* [Reading text]
Has our current concept of psychiatry outlived its useful purpose? Yes, says just about everyone.
HATERS of the word, paradigm, have Thomas Kuhn to blame. His seminal 1962 publication, The Structure of Scientific Revolutions, is a regular on all manner of Top 100 lists for books that rocked the world. In my line of work, you can't browse a website for five seconds before being paradigmed to death.
Paradigms - The Basics
Forget about the quest for knowledge being an objective inquiry governed by scientists rationally sifting through the facts. That may be their intention, but in reality they are operating within their own particular conceptual frameworks (paradigms) that govern how they think. Thus, if you are living in an era where the ruling paradigm features the earth at the center of the universe, then your typical 15th century Polish heliocentric firebrand named Copernicus is going to come across as a raving lunatic (okay, make that solaratic).
Ironically, says Kuhn, the 15th century scientific community, such as it was, was perfectly correct in rejecting Copernicus, as Ptolemy's model of the universe still proved a superior predictor of observable planetary motion. Only later, with Galileo and others building on Copernicus, did Ptolemy and his world come crashing down.
During a period of normal scientific development, researchers are working off a shared set of general beliefs, which frees them up for working on specific problems. Anomalous findings either get dismissed or folded into the paradigm. But anomalies have a way of accumulating like unwanted snow. The old guard has a legitimate role as keepers of the paradigm, but history is not on their side.
According to Kuhn, the old and new paradigms are so different that they are "incommensurable." In essence, there is no common ground by which a scientist working within a new paradigm can prove her point based on the assumptions of the old.

* [Study questions]
a) Can you reproduce the text on scientific paradigms word for word, beginning at "According to Kuhn, the" and stopping after "of the old."?
b) How would you translate this sentence from the text on scientific paradigms into Spanish: "Anomalous findings either get dismissed or folded into the paradigm."
The listing comes from a separate source, unrelated to the text on scientific paradigms.

* [Data section]
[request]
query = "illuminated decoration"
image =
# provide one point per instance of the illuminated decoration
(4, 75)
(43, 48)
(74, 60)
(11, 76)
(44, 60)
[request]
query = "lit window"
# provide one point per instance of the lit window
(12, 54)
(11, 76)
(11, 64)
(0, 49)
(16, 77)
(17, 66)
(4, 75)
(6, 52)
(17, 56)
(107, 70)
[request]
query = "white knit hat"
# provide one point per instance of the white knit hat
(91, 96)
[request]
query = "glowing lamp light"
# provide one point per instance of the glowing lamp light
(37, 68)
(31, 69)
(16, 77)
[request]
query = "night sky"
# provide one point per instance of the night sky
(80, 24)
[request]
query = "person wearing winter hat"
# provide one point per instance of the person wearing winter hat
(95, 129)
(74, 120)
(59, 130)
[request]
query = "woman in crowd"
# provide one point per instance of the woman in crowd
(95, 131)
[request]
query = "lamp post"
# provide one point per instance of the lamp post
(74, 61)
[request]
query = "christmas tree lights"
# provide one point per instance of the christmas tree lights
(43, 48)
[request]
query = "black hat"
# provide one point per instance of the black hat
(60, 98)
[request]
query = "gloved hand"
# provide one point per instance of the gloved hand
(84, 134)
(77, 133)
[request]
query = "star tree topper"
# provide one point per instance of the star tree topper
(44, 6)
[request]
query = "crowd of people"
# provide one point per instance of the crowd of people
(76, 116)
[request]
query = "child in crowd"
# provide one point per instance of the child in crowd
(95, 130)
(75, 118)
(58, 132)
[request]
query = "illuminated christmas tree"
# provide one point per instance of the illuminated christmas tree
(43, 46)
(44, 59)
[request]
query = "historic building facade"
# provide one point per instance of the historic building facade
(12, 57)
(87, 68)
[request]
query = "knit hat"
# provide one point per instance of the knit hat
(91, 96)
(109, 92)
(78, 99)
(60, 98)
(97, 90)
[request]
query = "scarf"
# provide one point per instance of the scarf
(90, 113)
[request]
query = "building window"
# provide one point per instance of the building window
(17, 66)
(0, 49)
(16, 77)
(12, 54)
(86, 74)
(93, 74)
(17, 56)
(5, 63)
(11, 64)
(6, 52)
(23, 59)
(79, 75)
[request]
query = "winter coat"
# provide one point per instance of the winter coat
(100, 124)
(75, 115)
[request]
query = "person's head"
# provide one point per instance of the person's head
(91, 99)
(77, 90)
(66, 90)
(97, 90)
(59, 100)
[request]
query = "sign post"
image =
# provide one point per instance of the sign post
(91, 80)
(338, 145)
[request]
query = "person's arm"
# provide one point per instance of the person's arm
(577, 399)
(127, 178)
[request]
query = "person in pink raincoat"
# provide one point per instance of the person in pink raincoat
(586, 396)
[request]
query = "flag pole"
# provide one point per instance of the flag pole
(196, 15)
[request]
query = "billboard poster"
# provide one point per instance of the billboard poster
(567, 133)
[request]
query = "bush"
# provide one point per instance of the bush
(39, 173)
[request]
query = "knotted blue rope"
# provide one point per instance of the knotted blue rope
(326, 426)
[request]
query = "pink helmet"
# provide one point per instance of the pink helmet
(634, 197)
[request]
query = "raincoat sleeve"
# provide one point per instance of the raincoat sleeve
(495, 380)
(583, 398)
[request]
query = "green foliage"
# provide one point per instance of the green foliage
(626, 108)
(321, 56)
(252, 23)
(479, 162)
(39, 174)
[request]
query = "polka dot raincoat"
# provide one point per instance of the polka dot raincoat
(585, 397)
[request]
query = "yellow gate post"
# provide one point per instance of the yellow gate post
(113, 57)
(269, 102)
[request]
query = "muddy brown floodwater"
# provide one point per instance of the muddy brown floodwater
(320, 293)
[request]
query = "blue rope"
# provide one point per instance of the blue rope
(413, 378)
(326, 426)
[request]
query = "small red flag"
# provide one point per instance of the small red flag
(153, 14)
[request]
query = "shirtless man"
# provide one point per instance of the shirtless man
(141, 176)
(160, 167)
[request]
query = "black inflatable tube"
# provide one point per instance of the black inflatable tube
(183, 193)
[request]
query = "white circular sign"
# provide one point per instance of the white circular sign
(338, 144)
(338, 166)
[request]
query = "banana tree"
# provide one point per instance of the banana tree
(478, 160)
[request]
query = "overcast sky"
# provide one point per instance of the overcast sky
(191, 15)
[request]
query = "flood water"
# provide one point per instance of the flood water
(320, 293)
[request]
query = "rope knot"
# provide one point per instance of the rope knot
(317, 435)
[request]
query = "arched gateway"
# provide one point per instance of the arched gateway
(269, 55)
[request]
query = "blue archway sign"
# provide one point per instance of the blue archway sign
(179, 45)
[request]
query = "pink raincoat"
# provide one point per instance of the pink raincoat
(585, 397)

* [Written responses]
a)
According to Kuhn, the old and new paradigms are so different that they are "incommensurable." In essence, there is no common ground by which a scientist working within a new paradigm can prove her point based on the assumptions of the old.

b) Los hallazgos anómalos o bien se descartan o bien se incorporan al paradigma.